(TASK DESCRIPTION) Give a verbatim quotation of every record.

(SOURCE DATA)
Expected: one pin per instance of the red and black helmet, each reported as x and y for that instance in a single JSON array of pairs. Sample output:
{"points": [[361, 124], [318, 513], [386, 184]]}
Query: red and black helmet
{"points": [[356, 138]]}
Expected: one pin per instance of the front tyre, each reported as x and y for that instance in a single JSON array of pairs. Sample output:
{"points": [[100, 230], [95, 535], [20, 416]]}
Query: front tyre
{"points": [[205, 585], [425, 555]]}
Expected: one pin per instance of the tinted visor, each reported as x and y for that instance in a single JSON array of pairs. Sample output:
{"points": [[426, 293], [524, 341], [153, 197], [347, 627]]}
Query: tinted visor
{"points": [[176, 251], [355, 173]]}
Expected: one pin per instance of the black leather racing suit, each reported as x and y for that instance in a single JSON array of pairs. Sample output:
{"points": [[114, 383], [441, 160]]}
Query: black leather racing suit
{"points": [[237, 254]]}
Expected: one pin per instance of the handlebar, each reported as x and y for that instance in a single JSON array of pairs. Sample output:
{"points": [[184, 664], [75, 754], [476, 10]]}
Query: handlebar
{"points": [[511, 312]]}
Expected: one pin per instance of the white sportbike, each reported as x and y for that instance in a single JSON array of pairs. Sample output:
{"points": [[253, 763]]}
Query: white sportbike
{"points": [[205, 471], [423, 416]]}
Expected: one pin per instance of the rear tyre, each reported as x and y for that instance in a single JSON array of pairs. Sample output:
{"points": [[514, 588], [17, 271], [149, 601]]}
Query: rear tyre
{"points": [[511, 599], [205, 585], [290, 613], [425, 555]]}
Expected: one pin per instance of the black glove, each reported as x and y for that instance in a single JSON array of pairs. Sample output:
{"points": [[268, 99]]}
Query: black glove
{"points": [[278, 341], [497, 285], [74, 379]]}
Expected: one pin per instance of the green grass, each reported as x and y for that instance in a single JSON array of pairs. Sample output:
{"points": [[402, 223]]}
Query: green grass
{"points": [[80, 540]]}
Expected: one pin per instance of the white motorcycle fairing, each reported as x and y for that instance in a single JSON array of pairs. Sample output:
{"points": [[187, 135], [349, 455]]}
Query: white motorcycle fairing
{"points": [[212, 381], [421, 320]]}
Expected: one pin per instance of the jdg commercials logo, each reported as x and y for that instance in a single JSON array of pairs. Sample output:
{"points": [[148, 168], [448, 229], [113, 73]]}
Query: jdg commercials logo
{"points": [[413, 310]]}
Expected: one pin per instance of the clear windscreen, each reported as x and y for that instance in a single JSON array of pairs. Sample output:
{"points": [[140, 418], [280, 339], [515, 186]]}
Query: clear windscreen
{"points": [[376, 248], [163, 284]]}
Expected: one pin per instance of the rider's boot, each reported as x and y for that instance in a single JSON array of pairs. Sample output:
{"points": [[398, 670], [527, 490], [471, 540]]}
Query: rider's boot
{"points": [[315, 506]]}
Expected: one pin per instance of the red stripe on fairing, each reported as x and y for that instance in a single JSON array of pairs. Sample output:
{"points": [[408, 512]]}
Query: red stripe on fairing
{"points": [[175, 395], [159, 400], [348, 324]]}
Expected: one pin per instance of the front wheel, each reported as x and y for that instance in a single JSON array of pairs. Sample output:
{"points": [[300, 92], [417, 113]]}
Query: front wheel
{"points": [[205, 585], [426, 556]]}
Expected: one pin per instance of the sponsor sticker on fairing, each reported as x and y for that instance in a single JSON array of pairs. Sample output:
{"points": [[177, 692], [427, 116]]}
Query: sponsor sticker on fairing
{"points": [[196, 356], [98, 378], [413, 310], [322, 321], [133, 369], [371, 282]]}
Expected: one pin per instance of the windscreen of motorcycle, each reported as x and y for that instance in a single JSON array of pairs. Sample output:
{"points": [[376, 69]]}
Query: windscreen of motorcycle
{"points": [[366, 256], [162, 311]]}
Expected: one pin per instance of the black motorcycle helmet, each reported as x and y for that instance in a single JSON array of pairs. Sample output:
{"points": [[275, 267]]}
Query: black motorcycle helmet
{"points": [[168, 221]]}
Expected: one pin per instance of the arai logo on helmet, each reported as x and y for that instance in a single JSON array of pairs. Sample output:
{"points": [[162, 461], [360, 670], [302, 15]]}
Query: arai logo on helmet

(EXERCISE SOLUTION)
Expected: one pin per instance of the red and black helmet, each reported as x and y for that instance in a single JSON array of pairs. Sample output:
{"points": [[361, 124], [318, 513], [386, 184]]}
Query: red and black helmet
{"points": [[356, 138]]}
Expected: one pin per instance of the front tyre, each reported as x and y for that instance in a single JSON array of pairs. Sample output:
{"points": [[100, 230], [95, 535], [20, 416]]}
Query: front tyre
{"points": [[205, 585], [425, 555]]}
Expected: one pin per instance of the tinted visor, each reported as x and y for that instance in a single JSON array of pairs. Sample output:
{"points": [[426, 293], [524, 341], [153, 197], [347, 627]]}
Query: tinted visor
{"points": [[176, 251], [355, 173]]}
Expected: one pin per instance of the black leather racing suit, each reported as x and y for that instance in a single JSON array of pairs. Sample output:
{"points": [[114, 383], [441, 160]]}
Query: black leather racing suit
{"points": [[237, 254]]}
Expected: one pin per instance of the handlebar, each reported as x and y for that instance in a single JSON array of pairs. Sample output:
{"points": [[184, 664], [75, 754], [476, 10]]}
Query: handlebar
{"points": [[511, 312]]}
Expected: one pin per instance of the white sportbike, each reported as x and y for that instance in a single JSON array of pairs. Sample output:
{"points": [[253, 763]]}
Query: white sportbike
{"points": [[205, 471], [423, 416]]}
Expected: one pin per instance of the rear tyre, each reported as x and y for that instance in a single JSON array of pairs. Sample output:
{"points": [[514, 588], [17, 271], [149, 601]]}
Query: rear tyre
{"points": [[511, 599], [205, 585], [290, 613], [425, 555]]}
Expected: one pin per instance of the black glove, each reported as x and y for that instance in a single JSON array of pairs. Sample output:
{"points": [[268, 99]]}
Query: black glove
{"points": [[278, 341], [497, 285], [74, 379]]}
Expected: one pin per instance of the green grass, each reported as x and y for that instance in a single JSON array of pairs. Sample output:
{"points": [[402, 223]]}
Query: green grass
{"points": [[80, 540]]}
Expected: one pin per instance of the white motorcycle fairing, each reported as x and y for that instance in a single JSON array of pairs. Sample output:
{"points": [[187, 135], [349, 455]]}
Query: white motorcycle fairing
{"points": [[212, 381], [421, 320]]}
Expected: one pin per instance of the jdg commercials logo, each reported as x and y for that instance in a single JSON array of pairs. Sample output:
{"points": [[148, 168], [448, 229], [113, 73]]}
Query: jdg commercials logo
{"points": [[413, 310]]}
Expected: one pin per instance of the clear windscreen, each reported as x and y for that instance in a single JSON array of pairs. Sample output:
{"points": [[140, 418], [280, 339], [515, 186]]}
Query: clear windscreen
{"points": [[376, 248], [163, 284]]}
Expected: one pin per instance of the rider's boot, each reported as x and y for that instance in a single JSON array of pairs. Sample output:
{"points": [[398, 670], [527, 490], [471, 540]]}
Query: rider's boot
{"points": [[315, 506]]}
Expected: one pin per instance of the red stripe on fairing, each reported as x and y for that instance in a single JSON array of pairs. Sample output:
{"points": [[408, 512]]}
Query: red stripe on fairing
{"points": [[175, 395], [159, 400], [348, 324]]}
Expected: one pin per instance of the front wheel, each reported as x and y for that instance in a single JSON array of pairs. Sample output:
{"points": [[300, 92], [417, 113]]}
Query: front wheel
{"points": [[205, 585], [426, 556]]}
Expected: one pin per instance of the sponsor sticker on fairing, each reported as x and y for that instance in a single JSON array of pairs. Sample output:
{"points": [[177, 692], [427, 116]]}
Query: sponsor sticker on fairing
{"points": [[196, 356], [98, 378], [413, 310], [322, 321], [133, 369], [371, 282]]}
Expected: one pin per instance of the windscreen of motorcycle, each reported as x and y for that instance in a single JSON array of pairs. Sample output:
{"points": [[376, 69]]}
Query: windscreen of motorcycle
{"points": [[366, 256], [162, 311]]}
Expected: one pin per instance of the black motorcycle helmet, each reported as x and y for that instance in a single JSON array of pairs. Sample output:
{"points": [[275, 267]]}
Query: black motorcycle helmet
{"points": [[168, 221]]}
Expected: one pin per instance of the arai logo on helmet, each reported as x and y for that instance in a single JSON array of pairs. Sample output:
{"points": [[162, 461], [360, 670], [302, 15]]}
Query: arai logo on helmet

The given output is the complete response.